• _What you will do_
Format the lines of the records below, from the start through the line containing "497 418 L 500", as a JSON list of strings, one string per line and blank lines omitted.

• _Provided records_
= = = = =
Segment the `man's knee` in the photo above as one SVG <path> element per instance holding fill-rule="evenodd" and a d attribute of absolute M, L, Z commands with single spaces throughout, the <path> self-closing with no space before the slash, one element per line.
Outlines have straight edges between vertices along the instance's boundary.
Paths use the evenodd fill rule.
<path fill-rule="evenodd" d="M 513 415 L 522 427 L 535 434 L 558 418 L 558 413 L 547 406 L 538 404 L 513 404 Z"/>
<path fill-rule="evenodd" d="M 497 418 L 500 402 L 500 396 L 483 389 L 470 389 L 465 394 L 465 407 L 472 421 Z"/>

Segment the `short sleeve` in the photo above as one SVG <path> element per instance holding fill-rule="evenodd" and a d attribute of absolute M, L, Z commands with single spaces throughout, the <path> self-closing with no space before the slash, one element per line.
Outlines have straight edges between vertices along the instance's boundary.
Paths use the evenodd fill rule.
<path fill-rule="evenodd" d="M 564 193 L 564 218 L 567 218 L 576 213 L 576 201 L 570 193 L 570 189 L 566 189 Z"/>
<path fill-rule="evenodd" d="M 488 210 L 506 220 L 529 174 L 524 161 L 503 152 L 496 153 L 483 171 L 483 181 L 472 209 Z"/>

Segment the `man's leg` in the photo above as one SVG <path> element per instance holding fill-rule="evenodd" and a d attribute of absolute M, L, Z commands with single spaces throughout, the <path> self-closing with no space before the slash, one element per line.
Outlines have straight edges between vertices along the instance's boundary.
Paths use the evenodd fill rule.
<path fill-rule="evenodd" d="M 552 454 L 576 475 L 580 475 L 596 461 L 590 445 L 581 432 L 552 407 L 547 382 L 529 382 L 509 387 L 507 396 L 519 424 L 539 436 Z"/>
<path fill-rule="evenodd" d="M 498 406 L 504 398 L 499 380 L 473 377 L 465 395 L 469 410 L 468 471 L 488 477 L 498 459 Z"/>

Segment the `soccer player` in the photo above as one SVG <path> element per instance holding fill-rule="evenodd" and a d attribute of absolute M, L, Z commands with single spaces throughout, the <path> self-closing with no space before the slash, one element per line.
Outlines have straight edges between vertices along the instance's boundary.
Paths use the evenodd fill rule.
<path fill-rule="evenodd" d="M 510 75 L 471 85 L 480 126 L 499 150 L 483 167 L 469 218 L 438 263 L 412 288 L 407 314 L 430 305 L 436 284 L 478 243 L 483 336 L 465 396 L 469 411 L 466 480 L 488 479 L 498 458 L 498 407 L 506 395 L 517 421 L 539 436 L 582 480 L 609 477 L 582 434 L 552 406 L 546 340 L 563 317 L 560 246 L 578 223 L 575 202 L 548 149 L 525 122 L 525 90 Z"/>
= = = = =
• _Full response_
[
  "Segment the `man's knee` in the photo above as one SVG <path> element per instance holding fill-rule=\"evenodd\" and a d attribute of absolute M, L, Z commands with single spaces throughout, the <path> self-closing with no space before the slash, one element per line.",
  "Outlines have straight edges between vertices along the instance's boundary.",
  "Paths use the evenodd fill rule.",
  "<path fill-rule=\"evenodd\" d=\"M 513 415 L 522 427 L 535 434 L 558 418 L 558 413 L 547 406 L 538 404 L 513 404 Z\"/>",
  "<path fill-rule=\"evenodd\" d=\"M 497 418 L 500 402 L 500 396 L 483 389 L 470 389 L 465 394 L 465 407 L 472 421 Z\"/>"
]